[GIVEN EXERCISE]: Pick out every line in the data below that contains the string "boulder", and treat uppercase and lowercase letters as different.
* start EXTRACTED INFORMATION *
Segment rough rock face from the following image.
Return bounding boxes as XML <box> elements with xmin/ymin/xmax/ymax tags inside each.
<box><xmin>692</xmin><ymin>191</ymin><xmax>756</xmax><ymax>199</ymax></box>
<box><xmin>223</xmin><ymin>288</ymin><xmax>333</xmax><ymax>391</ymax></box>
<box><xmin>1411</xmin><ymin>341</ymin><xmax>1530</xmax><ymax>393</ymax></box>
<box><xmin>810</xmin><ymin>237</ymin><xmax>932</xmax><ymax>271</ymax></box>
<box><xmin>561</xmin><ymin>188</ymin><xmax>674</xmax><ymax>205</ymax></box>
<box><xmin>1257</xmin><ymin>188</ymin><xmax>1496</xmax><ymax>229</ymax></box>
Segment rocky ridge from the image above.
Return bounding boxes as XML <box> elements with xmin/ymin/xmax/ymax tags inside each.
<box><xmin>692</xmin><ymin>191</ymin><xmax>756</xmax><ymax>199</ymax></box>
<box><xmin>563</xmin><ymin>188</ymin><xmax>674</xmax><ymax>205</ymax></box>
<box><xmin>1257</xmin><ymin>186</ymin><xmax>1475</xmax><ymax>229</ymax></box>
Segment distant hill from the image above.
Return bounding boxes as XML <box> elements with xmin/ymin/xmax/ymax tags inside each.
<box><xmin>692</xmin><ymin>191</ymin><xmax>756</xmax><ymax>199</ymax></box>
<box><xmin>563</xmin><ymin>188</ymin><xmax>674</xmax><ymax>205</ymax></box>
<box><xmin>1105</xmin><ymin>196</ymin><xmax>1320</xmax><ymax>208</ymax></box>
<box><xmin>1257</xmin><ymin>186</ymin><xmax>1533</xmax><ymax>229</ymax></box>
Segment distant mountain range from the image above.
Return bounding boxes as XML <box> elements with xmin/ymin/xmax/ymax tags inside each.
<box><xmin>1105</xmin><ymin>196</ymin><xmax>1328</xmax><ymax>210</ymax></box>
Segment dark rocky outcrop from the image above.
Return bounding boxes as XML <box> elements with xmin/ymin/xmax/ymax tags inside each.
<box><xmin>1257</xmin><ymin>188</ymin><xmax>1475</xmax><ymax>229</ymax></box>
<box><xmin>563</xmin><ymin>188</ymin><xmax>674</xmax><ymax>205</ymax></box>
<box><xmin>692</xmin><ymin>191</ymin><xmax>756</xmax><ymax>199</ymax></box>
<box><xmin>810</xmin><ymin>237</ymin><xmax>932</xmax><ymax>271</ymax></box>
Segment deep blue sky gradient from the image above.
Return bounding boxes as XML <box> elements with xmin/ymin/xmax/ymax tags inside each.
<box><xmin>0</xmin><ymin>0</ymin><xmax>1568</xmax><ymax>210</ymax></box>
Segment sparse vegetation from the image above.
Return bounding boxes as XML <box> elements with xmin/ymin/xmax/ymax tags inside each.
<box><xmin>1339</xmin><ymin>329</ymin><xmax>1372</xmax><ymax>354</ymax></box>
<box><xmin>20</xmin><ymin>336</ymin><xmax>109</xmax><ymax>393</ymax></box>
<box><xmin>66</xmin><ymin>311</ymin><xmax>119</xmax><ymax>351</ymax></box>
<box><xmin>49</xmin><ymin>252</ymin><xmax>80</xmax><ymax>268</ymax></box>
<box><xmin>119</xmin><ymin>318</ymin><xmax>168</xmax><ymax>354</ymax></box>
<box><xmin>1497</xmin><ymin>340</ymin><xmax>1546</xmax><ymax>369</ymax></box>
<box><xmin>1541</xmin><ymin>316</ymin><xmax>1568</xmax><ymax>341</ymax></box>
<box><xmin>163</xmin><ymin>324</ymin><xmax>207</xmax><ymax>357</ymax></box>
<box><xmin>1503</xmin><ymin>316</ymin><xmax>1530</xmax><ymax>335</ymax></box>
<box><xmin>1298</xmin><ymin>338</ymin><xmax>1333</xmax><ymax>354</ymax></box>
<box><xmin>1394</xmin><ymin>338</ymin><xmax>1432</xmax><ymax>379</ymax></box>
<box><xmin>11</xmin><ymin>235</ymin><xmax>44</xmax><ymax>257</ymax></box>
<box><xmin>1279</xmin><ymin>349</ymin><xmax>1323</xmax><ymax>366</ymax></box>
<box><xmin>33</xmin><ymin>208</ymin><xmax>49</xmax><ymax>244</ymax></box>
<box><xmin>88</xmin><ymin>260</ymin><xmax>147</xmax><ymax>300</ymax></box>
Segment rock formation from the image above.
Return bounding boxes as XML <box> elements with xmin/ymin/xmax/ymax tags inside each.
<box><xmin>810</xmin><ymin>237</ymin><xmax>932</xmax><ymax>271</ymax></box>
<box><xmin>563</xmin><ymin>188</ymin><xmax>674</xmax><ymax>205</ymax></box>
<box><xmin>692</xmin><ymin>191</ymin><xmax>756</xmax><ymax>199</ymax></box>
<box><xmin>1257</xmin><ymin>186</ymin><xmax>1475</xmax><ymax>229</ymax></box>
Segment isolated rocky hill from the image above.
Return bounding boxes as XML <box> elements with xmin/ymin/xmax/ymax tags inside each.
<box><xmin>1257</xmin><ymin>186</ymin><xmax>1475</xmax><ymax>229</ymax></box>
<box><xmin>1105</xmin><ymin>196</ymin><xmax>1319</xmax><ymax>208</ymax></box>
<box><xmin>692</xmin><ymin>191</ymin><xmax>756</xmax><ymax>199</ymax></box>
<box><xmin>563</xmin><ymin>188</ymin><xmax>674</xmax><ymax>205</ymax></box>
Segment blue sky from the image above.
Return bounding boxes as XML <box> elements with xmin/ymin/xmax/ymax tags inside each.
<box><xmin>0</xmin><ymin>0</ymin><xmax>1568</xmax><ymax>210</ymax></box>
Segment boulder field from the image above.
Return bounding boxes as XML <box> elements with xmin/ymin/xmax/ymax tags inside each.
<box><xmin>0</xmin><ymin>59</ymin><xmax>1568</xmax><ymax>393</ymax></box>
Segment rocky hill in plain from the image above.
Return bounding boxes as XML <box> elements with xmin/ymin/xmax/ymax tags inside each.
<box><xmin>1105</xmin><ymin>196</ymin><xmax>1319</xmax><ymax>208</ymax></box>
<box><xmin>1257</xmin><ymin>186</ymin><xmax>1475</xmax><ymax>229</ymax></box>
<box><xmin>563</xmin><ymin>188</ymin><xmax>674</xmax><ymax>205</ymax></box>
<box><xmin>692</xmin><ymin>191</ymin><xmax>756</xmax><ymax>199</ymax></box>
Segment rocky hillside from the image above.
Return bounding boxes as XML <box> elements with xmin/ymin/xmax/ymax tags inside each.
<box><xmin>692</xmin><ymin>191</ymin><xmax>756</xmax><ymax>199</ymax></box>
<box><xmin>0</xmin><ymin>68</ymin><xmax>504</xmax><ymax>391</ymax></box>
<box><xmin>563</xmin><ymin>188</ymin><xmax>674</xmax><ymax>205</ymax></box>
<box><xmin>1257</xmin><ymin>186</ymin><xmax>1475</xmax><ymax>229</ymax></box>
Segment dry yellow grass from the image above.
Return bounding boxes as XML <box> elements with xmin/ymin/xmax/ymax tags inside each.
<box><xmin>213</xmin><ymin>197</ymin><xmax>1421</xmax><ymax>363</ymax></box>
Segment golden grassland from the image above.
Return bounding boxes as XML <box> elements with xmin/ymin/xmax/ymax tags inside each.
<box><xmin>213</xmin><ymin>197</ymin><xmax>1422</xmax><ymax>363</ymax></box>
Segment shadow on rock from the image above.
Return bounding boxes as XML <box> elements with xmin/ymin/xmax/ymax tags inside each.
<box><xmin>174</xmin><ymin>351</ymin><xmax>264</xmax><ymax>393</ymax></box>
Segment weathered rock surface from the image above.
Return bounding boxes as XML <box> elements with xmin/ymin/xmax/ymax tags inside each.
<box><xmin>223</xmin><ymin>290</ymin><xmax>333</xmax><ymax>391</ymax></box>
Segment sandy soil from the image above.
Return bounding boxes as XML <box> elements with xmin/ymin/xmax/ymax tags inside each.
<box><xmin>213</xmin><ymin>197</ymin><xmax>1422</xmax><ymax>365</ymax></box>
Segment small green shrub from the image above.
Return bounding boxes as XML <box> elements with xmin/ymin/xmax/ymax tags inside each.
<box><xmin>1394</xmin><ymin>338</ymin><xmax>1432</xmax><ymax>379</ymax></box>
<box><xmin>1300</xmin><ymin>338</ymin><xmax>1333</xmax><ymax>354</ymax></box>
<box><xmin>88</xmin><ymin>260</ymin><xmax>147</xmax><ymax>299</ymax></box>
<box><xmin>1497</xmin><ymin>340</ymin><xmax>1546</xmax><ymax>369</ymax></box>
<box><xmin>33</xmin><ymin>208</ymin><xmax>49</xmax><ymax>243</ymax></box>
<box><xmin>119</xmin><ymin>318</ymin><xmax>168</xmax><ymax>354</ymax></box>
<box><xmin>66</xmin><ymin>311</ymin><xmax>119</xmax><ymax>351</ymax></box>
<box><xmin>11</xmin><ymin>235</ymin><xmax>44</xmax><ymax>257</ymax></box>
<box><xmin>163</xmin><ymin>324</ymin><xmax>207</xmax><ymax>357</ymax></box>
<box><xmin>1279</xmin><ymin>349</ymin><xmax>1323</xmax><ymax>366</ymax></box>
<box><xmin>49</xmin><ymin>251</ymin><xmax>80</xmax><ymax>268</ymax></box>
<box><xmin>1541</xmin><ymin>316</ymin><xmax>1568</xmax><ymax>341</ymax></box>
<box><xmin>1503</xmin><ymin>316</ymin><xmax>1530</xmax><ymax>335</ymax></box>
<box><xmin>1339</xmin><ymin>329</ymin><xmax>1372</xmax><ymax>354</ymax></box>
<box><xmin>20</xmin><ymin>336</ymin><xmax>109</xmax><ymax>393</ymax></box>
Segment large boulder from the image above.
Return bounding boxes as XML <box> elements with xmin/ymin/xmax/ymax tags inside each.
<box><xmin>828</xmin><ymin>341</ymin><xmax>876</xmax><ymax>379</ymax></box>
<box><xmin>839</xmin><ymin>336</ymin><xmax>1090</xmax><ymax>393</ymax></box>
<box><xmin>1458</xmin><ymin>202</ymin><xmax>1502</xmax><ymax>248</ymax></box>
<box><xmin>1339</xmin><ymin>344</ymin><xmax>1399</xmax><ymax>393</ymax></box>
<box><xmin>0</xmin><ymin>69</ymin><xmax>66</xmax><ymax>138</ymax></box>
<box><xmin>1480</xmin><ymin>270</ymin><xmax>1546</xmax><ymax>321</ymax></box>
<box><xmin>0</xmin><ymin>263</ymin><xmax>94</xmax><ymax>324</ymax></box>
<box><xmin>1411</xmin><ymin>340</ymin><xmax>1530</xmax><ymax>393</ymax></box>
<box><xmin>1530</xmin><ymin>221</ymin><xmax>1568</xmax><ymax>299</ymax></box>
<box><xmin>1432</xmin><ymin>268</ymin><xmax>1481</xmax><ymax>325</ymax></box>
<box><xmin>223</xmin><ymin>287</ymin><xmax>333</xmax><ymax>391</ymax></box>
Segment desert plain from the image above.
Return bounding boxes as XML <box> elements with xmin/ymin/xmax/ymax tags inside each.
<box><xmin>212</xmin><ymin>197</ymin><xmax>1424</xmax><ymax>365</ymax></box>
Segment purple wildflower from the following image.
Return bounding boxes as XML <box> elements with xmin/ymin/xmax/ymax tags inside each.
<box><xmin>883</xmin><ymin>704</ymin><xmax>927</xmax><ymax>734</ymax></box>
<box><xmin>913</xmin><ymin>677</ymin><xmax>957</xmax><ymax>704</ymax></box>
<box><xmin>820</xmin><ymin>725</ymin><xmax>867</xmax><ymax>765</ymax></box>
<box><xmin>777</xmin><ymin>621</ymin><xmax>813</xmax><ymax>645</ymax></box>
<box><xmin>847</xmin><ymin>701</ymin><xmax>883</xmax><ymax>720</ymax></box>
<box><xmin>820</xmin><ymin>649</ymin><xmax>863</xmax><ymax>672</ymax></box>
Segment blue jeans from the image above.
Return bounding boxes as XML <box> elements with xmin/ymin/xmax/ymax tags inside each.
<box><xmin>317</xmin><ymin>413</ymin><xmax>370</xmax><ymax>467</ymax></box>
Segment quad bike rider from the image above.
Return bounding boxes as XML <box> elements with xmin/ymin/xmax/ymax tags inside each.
* end EXTRACTED INFORMATION *
[TASK SOLUTION]:
Segment boulder field from the image above.
Segment large boulder from the image above.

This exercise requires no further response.